▶ [Challenge]:
Please rewrite the rows from the line holding "If you would be willing to indicate the yellow caution" through the end of the rows, inclusive, and increase every coordinate in the answers by 131. Leave all other lines unchanged.

Labeled-object pointing rows
++++++

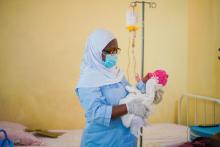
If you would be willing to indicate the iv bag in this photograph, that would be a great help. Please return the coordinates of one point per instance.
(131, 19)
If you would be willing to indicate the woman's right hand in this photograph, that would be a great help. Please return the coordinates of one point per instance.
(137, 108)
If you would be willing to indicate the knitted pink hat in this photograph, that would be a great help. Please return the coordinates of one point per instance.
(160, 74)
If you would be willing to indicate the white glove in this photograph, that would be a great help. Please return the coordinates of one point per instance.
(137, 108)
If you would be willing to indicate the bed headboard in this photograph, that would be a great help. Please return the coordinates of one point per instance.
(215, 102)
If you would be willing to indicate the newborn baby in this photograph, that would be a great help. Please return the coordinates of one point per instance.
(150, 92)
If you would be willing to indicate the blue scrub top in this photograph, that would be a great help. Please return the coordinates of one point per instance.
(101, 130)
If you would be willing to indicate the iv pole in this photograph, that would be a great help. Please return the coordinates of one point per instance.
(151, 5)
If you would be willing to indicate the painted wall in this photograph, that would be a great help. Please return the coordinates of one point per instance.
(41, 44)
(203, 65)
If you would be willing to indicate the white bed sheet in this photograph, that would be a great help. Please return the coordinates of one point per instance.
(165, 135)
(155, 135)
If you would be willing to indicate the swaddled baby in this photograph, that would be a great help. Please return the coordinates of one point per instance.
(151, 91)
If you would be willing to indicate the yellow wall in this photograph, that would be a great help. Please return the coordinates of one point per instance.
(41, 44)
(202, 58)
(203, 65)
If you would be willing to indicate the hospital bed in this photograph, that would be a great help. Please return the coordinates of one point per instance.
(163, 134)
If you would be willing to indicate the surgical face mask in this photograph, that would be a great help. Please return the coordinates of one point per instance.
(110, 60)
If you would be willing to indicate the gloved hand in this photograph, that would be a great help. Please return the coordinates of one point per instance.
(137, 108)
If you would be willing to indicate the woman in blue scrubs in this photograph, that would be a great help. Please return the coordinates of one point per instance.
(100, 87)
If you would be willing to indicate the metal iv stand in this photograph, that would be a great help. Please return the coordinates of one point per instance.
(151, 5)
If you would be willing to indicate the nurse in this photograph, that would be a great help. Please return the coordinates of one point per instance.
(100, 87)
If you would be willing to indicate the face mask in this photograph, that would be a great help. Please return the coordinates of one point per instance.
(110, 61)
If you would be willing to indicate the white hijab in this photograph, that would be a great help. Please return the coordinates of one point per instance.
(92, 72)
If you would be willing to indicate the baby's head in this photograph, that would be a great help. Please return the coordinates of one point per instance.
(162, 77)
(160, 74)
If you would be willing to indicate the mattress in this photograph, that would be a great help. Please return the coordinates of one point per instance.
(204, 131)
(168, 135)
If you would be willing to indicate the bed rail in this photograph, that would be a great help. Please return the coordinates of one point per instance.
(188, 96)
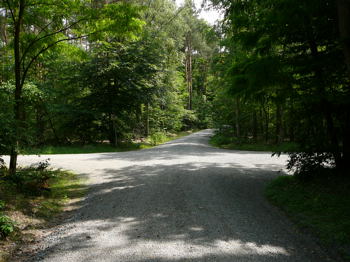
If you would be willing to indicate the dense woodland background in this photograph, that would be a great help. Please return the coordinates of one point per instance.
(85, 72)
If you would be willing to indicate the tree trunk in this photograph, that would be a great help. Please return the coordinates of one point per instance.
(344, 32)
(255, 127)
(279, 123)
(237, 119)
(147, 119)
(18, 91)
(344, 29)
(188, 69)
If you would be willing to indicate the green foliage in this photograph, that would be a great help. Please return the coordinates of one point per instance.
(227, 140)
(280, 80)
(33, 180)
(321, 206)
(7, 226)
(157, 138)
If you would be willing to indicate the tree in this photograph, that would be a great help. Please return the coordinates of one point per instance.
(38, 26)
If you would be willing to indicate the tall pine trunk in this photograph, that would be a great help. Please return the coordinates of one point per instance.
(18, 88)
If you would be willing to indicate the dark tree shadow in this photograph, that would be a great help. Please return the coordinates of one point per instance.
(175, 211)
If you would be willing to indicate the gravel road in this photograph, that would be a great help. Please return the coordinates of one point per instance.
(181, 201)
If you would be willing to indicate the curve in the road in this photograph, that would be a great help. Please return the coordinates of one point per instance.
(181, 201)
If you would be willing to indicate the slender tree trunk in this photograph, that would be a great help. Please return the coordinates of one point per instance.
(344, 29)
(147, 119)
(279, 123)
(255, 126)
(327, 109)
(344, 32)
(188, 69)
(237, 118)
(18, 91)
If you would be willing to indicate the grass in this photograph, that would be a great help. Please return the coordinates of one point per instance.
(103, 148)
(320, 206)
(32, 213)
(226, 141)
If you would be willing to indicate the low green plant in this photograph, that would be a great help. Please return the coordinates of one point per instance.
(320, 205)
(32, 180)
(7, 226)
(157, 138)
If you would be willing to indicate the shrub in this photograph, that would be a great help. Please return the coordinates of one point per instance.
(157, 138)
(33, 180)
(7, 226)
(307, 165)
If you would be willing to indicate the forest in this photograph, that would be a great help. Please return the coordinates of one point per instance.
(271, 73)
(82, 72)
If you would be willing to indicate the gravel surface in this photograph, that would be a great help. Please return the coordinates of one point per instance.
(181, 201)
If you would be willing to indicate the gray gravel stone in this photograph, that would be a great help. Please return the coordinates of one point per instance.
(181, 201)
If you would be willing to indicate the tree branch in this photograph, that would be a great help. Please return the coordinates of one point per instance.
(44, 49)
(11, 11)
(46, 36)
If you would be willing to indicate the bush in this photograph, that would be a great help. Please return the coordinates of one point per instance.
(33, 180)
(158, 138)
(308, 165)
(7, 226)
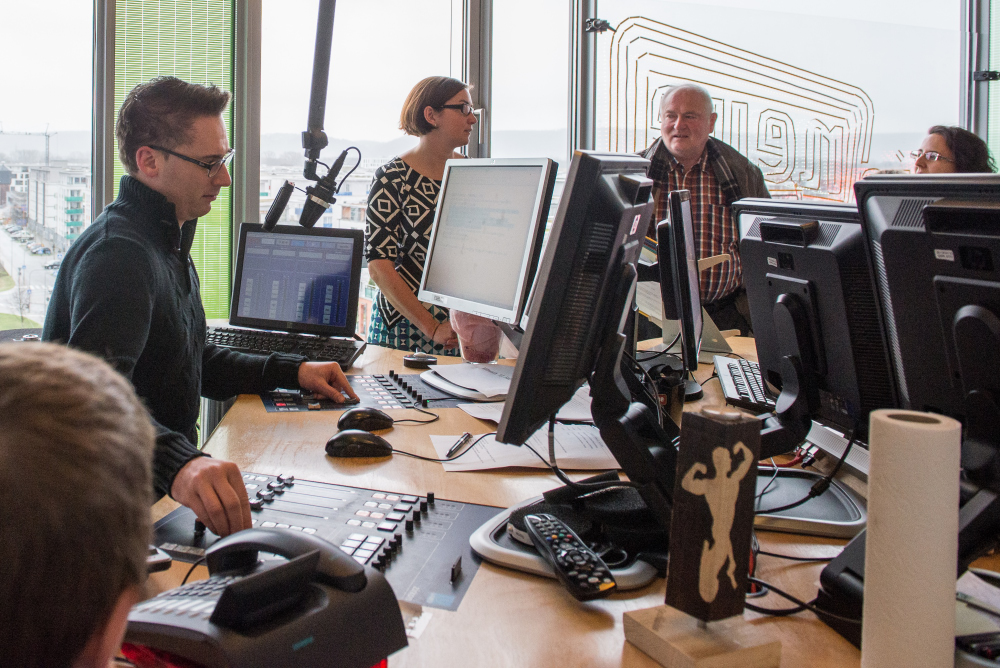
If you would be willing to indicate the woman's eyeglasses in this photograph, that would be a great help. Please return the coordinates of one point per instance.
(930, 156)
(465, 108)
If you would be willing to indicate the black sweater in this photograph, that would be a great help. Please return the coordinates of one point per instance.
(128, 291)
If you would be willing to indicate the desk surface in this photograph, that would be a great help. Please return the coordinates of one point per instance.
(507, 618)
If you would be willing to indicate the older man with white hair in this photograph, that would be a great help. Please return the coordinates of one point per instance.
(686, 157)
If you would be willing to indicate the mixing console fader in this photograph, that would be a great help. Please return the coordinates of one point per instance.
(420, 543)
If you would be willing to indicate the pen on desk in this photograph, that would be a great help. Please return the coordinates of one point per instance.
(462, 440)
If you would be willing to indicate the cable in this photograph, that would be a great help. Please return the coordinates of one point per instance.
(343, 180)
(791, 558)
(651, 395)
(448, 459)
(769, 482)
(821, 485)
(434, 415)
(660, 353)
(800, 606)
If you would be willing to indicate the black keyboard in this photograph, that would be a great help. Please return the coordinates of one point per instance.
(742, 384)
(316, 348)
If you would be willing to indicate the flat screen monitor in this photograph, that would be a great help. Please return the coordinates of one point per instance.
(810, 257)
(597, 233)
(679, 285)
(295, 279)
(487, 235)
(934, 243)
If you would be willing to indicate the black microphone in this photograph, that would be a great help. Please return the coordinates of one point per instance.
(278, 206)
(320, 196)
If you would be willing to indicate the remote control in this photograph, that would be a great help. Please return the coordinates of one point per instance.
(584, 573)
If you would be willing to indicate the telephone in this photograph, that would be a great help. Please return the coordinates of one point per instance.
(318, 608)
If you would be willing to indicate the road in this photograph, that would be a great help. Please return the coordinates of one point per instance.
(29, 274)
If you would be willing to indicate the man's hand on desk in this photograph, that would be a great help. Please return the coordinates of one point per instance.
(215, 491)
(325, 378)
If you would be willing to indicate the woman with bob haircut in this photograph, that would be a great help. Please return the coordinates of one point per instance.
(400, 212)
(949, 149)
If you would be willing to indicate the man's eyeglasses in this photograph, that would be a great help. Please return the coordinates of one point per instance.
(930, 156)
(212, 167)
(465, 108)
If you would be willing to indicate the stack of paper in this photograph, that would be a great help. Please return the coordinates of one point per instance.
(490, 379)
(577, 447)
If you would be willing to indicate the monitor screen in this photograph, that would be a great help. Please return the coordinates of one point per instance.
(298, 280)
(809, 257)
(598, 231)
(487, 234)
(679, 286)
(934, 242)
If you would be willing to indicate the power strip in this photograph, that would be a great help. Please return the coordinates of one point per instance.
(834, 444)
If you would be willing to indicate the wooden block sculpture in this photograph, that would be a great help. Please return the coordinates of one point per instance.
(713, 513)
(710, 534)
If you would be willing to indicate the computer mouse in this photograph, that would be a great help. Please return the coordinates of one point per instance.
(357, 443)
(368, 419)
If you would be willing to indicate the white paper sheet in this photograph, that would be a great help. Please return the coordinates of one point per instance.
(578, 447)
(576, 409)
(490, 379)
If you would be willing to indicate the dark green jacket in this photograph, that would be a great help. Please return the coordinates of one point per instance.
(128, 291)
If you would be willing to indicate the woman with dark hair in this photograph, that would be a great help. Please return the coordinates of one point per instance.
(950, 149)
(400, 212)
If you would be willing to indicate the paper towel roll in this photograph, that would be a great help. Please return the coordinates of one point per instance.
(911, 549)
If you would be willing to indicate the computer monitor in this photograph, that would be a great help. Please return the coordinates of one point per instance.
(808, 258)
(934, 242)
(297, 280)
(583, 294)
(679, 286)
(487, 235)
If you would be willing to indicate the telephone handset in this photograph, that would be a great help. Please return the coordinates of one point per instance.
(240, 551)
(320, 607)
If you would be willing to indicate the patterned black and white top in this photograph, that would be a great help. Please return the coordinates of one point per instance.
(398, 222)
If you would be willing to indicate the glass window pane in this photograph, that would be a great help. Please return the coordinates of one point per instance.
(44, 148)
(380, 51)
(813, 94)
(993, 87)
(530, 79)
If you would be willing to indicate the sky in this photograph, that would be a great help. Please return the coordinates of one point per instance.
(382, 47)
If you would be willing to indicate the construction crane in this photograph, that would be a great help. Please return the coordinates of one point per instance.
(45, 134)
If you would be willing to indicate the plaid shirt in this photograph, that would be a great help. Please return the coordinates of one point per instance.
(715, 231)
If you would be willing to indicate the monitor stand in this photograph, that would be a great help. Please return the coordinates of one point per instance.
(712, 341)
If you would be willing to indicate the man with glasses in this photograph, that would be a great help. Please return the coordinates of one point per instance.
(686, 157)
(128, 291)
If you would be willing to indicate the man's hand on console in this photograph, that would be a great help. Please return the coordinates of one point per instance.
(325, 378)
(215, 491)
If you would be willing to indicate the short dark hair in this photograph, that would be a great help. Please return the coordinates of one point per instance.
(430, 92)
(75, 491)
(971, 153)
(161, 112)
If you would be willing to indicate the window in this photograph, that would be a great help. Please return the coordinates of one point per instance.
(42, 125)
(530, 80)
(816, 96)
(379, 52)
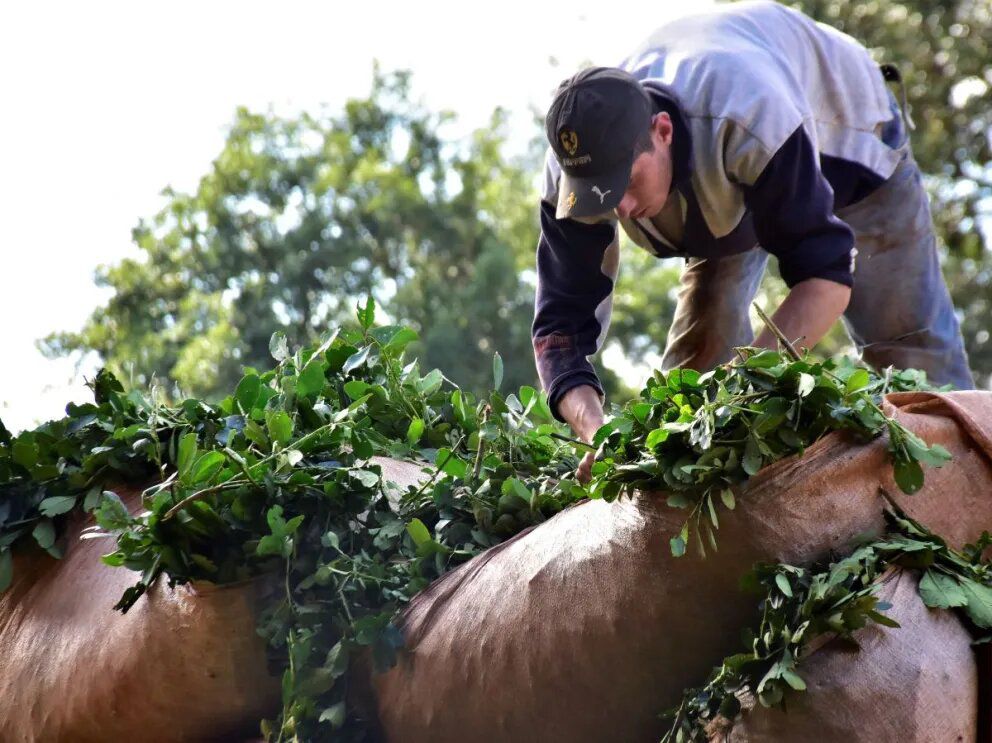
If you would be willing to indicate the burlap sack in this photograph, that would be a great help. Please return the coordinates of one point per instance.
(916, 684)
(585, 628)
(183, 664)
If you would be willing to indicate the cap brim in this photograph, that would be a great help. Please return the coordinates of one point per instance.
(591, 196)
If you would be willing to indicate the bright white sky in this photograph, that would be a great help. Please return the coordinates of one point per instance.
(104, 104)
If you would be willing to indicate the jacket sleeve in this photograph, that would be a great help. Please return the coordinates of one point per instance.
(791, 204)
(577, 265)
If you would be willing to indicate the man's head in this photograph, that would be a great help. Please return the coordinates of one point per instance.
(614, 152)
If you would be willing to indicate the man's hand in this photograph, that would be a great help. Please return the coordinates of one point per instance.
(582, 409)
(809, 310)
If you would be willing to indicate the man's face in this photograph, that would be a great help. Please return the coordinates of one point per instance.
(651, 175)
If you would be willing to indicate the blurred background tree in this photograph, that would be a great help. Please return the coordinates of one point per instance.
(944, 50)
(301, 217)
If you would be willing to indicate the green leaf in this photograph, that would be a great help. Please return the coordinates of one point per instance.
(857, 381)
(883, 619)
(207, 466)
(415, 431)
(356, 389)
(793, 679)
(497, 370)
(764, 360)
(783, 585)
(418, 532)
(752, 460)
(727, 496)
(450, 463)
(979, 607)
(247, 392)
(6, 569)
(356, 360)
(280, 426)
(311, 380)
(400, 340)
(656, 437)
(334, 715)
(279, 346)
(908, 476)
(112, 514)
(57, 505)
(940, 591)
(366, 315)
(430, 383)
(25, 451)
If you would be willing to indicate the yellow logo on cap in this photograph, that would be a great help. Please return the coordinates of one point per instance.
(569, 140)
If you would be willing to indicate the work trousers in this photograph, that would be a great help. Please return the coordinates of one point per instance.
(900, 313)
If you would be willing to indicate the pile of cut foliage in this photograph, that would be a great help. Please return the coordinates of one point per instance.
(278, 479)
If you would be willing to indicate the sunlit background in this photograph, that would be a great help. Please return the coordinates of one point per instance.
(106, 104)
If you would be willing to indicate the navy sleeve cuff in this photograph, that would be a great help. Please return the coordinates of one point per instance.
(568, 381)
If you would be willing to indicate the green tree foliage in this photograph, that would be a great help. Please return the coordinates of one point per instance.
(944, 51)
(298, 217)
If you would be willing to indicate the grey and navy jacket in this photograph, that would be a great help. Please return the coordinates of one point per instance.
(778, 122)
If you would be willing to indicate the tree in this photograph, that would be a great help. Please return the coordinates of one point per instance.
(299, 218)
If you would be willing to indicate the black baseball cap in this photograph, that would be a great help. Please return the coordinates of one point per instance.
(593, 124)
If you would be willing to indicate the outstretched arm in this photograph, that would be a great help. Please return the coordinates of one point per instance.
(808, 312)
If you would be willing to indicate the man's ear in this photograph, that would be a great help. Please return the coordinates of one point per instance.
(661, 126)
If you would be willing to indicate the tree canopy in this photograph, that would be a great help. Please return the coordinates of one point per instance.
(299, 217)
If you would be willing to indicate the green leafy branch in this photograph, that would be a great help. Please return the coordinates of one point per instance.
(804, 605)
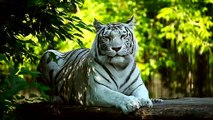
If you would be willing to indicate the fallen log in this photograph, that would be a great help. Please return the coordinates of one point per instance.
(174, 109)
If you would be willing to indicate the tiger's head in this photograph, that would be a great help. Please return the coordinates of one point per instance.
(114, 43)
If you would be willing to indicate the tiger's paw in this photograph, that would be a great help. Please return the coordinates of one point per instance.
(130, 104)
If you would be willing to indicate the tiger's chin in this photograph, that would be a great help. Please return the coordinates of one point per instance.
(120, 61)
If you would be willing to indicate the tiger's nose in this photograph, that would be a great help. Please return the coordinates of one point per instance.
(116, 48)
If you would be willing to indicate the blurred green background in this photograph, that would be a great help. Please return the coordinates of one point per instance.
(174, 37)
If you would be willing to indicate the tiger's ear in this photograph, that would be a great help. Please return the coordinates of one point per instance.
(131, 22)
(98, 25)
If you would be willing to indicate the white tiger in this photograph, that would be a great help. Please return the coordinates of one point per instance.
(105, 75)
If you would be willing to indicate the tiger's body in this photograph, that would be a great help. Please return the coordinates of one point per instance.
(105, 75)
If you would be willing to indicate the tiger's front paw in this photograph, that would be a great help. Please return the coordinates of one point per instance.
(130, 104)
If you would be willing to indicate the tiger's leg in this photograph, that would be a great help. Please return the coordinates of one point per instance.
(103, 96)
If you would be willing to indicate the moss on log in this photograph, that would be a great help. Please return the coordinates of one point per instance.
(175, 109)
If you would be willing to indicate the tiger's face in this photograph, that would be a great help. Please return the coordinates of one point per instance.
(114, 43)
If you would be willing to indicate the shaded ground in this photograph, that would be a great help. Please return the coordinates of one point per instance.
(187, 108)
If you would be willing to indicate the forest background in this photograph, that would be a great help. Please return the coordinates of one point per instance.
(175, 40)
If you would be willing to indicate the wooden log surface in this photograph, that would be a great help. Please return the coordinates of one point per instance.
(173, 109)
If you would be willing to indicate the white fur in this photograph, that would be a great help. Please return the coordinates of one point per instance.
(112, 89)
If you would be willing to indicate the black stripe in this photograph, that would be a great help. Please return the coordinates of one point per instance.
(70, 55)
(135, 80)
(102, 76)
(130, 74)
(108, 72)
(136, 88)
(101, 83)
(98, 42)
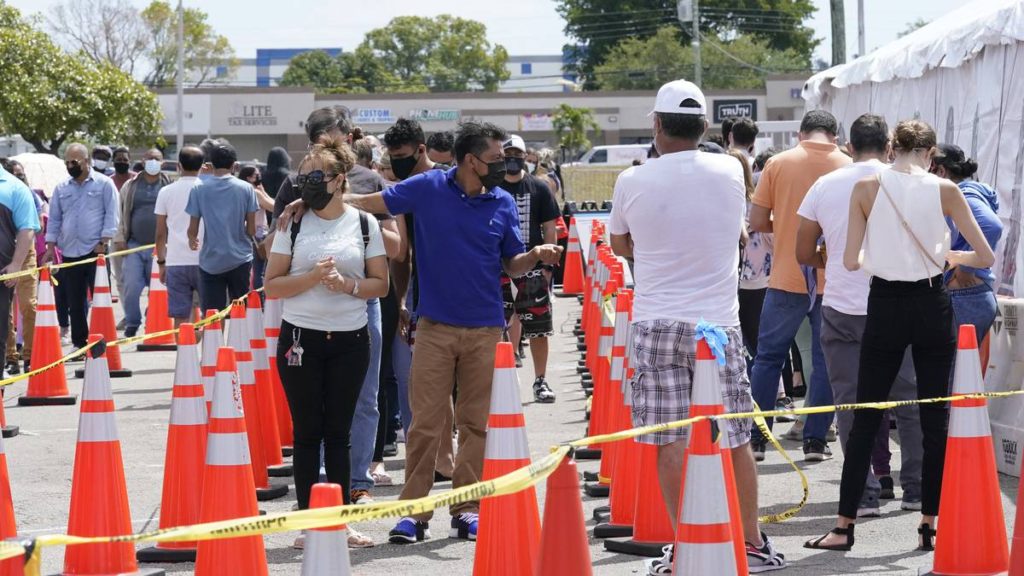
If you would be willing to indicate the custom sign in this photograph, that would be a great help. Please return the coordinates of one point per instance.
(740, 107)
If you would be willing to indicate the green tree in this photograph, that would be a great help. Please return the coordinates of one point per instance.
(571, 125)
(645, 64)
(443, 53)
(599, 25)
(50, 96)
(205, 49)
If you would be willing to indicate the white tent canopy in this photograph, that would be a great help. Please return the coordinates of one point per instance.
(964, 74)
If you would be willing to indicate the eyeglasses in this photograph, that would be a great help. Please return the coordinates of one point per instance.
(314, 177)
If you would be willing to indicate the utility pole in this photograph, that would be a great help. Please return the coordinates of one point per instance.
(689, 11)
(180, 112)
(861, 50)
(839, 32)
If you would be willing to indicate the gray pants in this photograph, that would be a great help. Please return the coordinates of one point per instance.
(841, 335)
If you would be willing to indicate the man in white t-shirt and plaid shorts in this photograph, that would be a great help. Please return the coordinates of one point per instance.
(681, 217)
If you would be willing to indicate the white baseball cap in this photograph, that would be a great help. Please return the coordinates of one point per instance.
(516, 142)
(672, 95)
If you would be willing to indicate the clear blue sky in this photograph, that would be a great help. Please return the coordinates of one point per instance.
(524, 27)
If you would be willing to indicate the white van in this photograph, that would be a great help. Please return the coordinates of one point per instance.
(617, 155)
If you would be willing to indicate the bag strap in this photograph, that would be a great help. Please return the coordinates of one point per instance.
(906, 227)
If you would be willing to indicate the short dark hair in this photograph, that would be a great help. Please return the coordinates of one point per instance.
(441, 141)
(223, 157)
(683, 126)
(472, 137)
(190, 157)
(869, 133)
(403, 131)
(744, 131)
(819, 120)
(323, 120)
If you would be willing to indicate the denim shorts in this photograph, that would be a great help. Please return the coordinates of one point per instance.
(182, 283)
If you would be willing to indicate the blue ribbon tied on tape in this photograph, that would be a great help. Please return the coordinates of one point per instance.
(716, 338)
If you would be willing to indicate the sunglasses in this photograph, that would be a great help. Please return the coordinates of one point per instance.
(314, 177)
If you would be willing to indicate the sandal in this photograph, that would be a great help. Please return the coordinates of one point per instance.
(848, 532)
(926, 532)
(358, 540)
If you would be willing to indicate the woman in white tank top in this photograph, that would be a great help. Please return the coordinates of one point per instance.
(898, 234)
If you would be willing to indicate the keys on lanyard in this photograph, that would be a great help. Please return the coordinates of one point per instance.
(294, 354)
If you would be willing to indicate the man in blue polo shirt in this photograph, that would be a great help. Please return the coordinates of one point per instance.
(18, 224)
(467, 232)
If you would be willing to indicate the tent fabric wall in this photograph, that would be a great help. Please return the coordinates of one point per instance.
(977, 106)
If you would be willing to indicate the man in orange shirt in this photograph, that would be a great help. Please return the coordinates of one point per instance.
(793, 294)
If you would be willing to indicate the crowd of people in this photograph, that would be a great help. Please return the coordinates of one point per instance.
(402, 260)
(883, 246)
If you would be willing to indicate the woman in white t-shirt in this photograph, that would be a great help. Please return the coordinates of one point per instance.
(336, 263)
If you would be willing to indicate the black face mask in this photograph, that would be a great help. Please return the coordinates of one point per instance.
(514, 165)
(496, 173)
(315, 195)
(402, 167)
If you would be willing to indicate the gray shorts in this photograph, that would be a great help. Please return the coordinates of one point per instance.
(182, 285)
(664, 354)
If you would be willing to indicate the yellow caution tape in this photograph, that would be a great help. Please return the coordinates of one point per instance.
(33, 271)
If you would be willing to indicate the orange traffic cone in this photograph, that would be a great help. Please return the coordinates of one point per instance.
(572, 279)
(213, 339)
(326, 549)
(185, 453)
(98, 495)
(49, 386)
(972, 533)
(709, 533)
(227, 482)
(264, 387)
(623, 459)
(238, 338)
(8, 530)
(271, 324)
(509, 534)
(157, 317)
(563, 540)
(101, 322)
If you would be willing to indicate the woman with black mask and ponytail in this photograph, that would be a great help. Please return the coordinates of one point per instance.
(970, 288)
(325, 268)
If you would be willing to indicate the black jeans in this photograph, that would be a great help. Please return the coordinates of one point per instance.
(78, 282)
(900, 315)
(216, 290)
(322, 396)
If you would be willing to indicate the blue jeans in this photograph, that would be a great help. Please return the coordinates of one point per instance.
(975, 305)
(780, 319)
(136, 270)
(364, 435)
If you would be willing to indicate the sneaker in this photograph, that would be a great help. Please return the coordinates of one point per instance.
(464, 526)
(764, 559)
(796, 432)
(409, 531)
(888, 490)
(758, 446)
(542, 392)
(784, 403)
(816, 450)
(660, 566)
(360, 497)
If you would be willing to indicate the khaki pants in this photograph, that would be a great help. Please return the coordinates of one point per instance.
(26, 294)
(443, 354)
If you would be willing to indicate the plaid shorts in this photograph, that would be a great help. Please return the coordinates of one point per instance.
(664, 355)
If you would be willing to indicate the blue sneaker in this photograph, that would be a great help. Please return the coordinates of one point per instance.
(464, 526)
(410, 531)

++++++

▶ [The solution]:
If you would be willing to indicate the yellow caution tape in this photograph, that would be a great help. Please return the coordinates of one point per instance.
(164, 402)
If you would be willing to indicate the orange traffic cone in this photograph, that would be a great help. Please return the coordinates of one point per instance.
(703, 410)
(344, 470)
(457, 680)
(316, 584)
(229, 626)
(180, 517)
(1103, 664)
(840, 664)
(358, 613)
(395, 518)
(754, 590)
(369, 469)
(139, 661)
(402, 455)
(640, 665)
(288, 448)
(694, 671)
(232, 453)
If you would be willing to indicate the woman with black mask and ponytail in this photograph, that would be a great help. Please return the coordinates of one point per instance.
(1101, 419)
(456, 399)
If you would be willing to indicate the black jeans in this photograph, that would be a great help. Please return the coordinates of one point per instance.
(209, 413)
(1031, 446)
(347, 421)
(453, 527)
If you would be willing to indicate the blue jeans in this photograph, that would be a great help. Please return the coordinates of one point per instance.
(1106, 436)
(911, 450)
(267, 401)
(495, 566)
If you would be willing to indicate the sneaker in this photograph, that would be a great help. Please return the coordinates of one point per instance.
(595, 657)
(895, 690)
(927, 563)
(540, 662)
(1019, 621)
(889, 577)
(673, 523)
(915, 534)
(947, 581)
(791, 697)
(491, 628)
If you would be willing to indicate the khaki pants in this photograph, that would be a great help. Please return the coordinates of one point per instance.
(157, 425)
(574, 485)
If you would be willing to indicate the plaid shorts in this photograph, that would be a great help. Please return the coordinates of one point per instance.
(795, 486)
If you would be willing to indicate the blue sneaker in this photograph, that would be a great help. Please return the coordinates of one point per instance.
(595, 657)
(541, 662)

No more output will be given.